▸ TASK DESCRIPTION:
Set down the material below word for word, excluding the pictures.

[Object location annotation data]
■ ■ ■ ■ ■ ■ ■
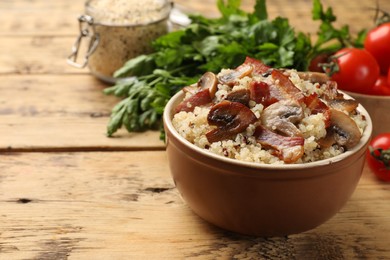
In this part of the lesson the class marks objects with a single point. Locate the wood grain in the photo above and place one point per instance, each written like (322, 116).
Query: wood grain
(69, 192)
(119, 205)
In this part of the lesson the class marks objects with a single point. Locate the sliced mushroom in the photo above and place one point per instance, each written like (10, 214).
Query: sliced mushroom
(201, 98)
(259, 68)
(242, 96)
(209, 81)
(342, 131)
(316, 105)
(240, 72)
(230, 118)
(288, 149)
(314, 77)
(281, 117)
(264, 94)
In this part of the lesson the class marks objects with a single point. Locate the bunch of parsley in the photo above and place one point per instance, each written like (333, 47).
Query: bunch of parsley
(182, 56)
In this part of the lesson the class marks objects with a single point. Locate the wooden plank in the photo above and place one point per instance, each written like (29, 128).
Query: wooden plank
(119, 205)
(59, 113)
(37, 55)
(23, 17)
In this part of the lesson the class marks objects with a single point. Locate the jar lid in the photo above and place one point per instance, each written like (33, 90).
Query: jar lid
(128, 12)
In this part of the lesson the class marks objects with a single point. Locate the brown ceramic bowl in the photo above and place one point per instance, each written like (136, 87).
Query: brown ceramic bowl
(379, 109)
(262, 200)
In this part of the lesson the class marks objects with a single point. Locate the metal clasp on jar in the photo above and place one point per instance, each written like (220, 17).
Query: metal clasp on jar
(87, 29)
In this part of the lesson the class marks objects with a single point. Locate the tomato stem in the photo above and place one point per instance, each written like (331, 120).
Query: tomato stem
(381, 155)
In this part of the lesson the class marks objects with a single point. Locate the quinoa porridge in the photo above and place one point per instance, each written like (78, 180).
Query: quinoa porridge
(126, 29)
(258, 114)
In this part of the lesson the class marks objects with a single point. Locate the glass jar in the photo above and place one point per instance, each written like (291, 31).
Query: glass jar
(118, 30)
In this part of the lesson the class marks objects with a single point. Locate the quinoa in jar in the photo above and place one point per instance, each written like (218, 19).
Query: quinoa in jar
(121, 30)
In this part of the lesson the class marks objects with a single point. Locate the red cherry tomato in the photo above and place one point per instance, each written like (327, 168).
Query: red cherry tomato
(377, 43)
(378, 156)
(357, 70)
(381, 87)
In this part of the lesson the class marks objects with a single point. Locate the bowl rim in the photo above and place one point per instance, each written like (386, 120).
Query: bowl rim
(167, 119)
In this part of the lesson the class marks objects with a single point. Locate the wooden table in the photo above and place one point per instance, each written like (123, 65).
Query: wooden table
(69, 192)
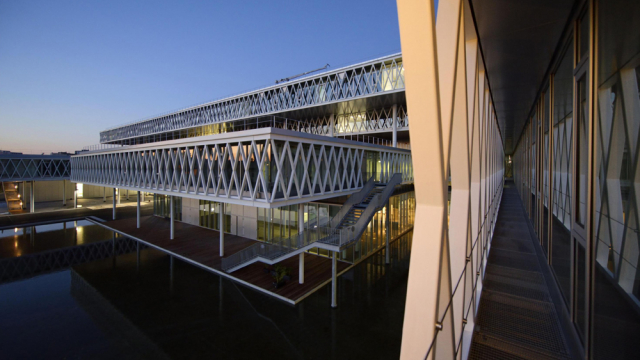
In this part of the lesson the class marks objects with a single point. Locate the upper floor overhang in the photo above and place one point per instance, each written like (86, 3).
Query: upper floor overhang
(378, 82)
(266, 167)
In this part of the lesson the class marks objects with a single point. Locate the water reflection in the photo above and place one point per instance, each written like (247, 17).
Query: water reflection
(150, 312)
(15, 242)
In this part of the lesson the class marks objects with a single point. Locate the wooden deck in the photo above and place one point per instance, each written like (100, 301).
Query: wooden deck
(202, 247)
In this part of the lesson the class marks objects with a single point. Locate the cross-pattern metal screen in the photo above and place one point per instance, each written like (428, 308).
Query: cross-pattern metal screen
(29, 168)
(259, 171)
(357, 81)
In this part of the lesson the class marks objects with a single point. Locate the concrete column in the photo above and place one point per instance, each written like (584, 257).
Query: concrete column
(171, 218)
(301, 266)
(332, 124)
(300, 218)
(220, 222)
(24, 185)
(138, 211)
(32, 198)
(395, 125)
(334, 280)
(388, 231)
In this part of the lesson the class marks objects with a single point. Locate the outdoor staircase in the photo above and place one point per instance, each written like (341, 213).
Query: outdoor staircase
(11, 196)
(342, 231)
(356, 211)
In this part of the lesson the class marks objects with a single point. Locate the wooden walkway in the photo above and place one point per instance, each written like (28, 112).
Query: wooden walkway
(201, 247)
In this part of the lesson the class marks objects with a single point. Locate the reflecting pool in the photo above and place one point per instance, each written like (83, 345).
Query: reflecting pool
(119, 308)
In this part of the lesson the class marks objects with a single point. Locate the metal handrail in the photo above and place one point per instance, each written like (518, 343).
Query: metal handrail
(353, 200)
(279, 247)
(353, 233)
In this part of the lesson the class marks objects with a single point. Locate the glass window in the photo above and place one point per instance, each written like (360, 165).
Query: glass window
(582, 148)
(561, 179)
(583, 36)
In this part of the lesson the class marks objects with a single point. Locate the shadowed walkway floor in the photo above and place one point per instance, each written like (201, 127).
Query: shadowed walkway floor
(517, 318)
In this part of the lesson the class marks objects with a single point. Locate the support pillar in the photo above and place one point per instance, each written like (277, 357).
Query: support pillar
(32, 198)
(332, 124)
(171, 219)
(395, 125)
(387, 228)
(300, 218)
(334, 280)
(301, 269)
(221, 225)
(138, 211)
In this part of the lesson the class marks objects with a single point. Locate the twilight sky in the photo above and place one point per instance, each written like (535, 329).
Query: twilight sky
(69, 69)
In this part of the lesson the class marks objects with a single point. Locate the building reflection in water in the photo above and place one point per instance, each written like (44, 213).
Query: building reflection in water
(139, 312)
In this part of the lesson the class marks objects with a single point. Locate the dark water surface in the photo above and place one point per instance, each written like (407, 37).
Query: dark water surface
(20, 241)
(116, 308)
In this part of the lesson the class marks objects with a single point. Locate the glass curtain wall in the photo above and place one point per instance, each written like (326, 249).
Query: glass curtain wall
(593, 247)
(161, 206)
(276, 223)
(616, 283)
(209, 215)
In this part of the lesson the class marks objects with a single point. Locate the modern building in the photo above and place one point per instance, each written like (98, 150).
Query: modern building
(545, 266)
(43, 179)
(315, 166)
(542, 93)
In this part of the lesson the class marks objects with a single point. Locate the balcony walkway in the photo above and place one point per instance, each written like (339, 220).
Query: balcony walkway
(517, 318)
(201, 247)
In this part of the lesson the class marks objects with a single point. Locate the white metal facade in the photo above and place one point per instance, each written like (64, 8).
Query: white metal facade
(264, 167)
(383, 75)
(34, 167)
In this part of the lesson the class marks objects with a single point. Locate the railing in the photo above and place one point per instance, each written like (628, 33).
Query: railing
(32, 152)
(353, 200)
(353, 233)
(374, 140)
(101, 147)
(279, 247)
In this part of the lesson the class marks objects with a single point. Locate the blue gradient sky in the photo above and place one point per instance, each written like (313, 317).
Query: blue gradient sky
(69, 69)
■ ■ ■ ■ ■ ■ ■
▸ REPLY TO THE TASK:
In this part of the lesson the class marks objects with a single point. Locate the wood grain in the photo above and place one point per instance, each written like (322, 116).
Query: wood grain
(69, 192)
(119, 205)
In this part of the lesson the class marks objects with a single point. Locate the sliced mushroom in the photo above and place one point per instance, each written like (10, 214).
Query: sliced mushroom
(201, 98)
(259, 68)
(242, 96)
(209, 81)
(342, 131)
(316, 105)
(240, 72)
(230, 118)
(288, 149)
(314, 77)
(281, 117)
(264, 94)
In this part of the lesson the class marks objects with a single point. Locate the bunch of parsley in the photo above and place one point per instance, each written like (333, 47).
Query: bunch of parsley
(182, 56)
In this part of the lesson the class marks objects with a single point. Locate the wooden plank in the photo above and place one point per instance, each written like (29, 128).
Query: wooden plank
(119, 205)
(59, 113)
(37, 55)
(23, 17)
In this part of the lesson the class marks objects with a single point. Locate the jar lid in the photo above and place one point per instance, each written like (33, 90).
Query: jar lid
(128, 12)
In this part of the lesson the class marks objects with a single point. Locate the brown ceramic bowl in the photo above and place one point per instance, each written like (136, 87).
Query: brown ceramic bowl
(379, 109)
(262, 200)
In this part of the lesson the class marks objects with a single point. Locate the metal clasp on jar in the photo above and place one point per instance, each written like (220, 17).
Query: metal clasp on jar
(87, 29)
In this part of the lesson the class marks objects with a single point. Locate the tomato stem in the photo above and place one point per instance, each written like (331, 120).
Query: tomato stem
(381, 155)
In this part of the lesson the class marks objects with a single point. Locate the quinoa porridge in the photo above and place one point per instance, each written like (78, 180).
Query: quinoa porridge
(126, 29)
(258, 114)
In this part of the lesson the class marks objects with a single point. Locate the glass jar in the photo above and place one point per instance, each written like (291, 31).
Query: glass jar
(118, 30)
In this part of the lesson the class marks objects with a single point. Locate the quinoa in jar in the photo above and place one point per instance, each written like (218, 19).
Query: quinoa in jar
(121, 30)
In this part of the lesson the class marks objects with a single point. Locate the red cherry tomato in the photo above and place one point per instance, each written like (327, 168).
Query: red cherry tomato
(377, 43)
(378, 156)
(357, 70)
(381, 87)
In this part of the lesson the class marks objects with a single point. Locate the bowl rim in the photo above and place one point per instance, each written like (386, 120).
Query: bowl rim
(167, 119)
In this part of the lesson the class marks objects with a single point. Locate the wooden table in the photo above and place one point per instance, each written like (123, 65).
Query: wooden table
(69, 192)
In this part of the lesson the class marks objects with a single point. Locate the upper floor overhang in the photo above and place one point per instance, each written like (86, 3).
Query: upper floor overhang
(378, 82)
(266, 167)
In this part of the lesson the class marks objects with a single point. Locate the water reflection in the photo above and place one point per instance, each written like (247, 17).
Query: water reflection
(150, 312)
(15, 242)
In this part of the lesson the class marks objects with a single point. Locate the wooden deck in the photo above and place one point per instance, each written like (100, 301).
Query: wooden deck
(202, 247)
In this part of the lesson the class marks objects with a single point. Locate the cross-pattern metal screen in the photo above and place one point per instance, each written like (428, 308).
Query: cross-pattern metal screen
(29, 168)
(259, 171)
(357, 81)
In this part of the lesson the class marks objects with a single point. Locate the concrete column in the photo above and place one point per instance, each written like (584, 257).
Query: concrete column
(171, 218)
(301, 266)
(332, 124)
(300, 218)
(220, 222)
(24, 185)
(138, 211)
(32, 198)
(395, 125)
(334, 280)
(388, 231)
In this part of the lesson the class marks objects with a single point. Locate the outdoor staircase in the photo above and place one point per instance, each written like (341, 213).
Query: outdoor staircase
(11, 196)
(342, 231)
(356, 211)
In this part of the lesson the class marks objects with a single point. Locate the wooden walkway in the photo above and place one point per instance, each written like (28, 112).
Query: wooden walkway
(201, 247)
In this part of the lesson the class marks objects with a single point. Locate the reflecting pool in the photo above and place one point per instance, each written like (83, 345).
Query: reflecting pool
(119, 308)
In this part of the lesson the class marks objects with a single point. Locate the metal handrail in the photo above and place one point per instance, each written like (518, 343).
Query: metal handrail
(353, 200)
(279, 247)
(353, 233)
In this part of the lesson the class marks objects with a single point. Locate the glass window in the photo above and place one point per instance, each written like (360, 165).
Query: glass window
(582, 148)
(561, 179)
(583, 36)
In this part of the lesson the class marks objects with a single point. Locate the shadowed walkway floor in the photo above and place one point per instance, each written like (201, 127).
Query: shadowed walkway floor
(517, 318)
In this part of the lesson the class marks objects with a single point. Locate the support pillar in the photo above and place one point per instance, each written like (277, 357).
Query: support pillar
(32, 198)
(332, 124)
(171, 219)
(395, 125)
(387, 228)
(300, 218)
(334, 280)
(301, 269)
(221, 225)
(138, 211)
In this part of the lesson the class marks objects with a single point. Locate the twilight sky in the photo above and place one point per instance, each written like (535, 329).
Query: twilight sky
(69, 69)
In this part of the lesson the class marks objects with a single point. Locate the building reflection in water in the photo above and place one point per instance, each written like (44, 213).
Query: building reflection in water
(139, 312)
In this part of the lesson the class marks objects with a single point. Locate the dark water surface in the photo above and place one point per instance, each written like (407, 37).
Query: dark water surface
(20, 241)
(116, 308)
In this part of the lesson the class marks objects with a single point. Locate the glass curtain wall in the photo above and place one point per instance, each written like (326, 249).
Query: glass curtain wall
(593, 247)
(161, 206)
(276, 223)
(616, 283)
(209, 215)
In this part of the lesson the class marks objects with a single point. Locate the modern building in the photo above and place one point per instance, each written like (98, 150).
Query: modern building
(545, 266)
(43, 179)
(315, 166)
(542, 93)
In this part of the lesson the class marks objects with a single point. Locate the balcony walkway in the photo above and place one point per instance, each written like (339, 220).
Query: balcony walkway
(517, 318)
(201, 247)
In this part of the lesson the class marks objects with a single point. Locate the white metal facade in the photo above and place one point per instance, each written like (64, 8).
Query: white metal facade
(264, 167)
(383, 75)
(34, 167)
In this part of the lesson the class marks objects with a single point. Locate the railing in the photo above and place one point per instance, each written like (628, 33).
Query: railing
(32, 152)
(353, 200)
(353, 233)
(374, 140)
(101, 147)
(279, 247)
In this part of the lesson the class marks objects with a single point. Locate the blue gradient sky in the photo above and place one point per instance, each written like (313, 317).
Query: blue gradient sky
(69, 69)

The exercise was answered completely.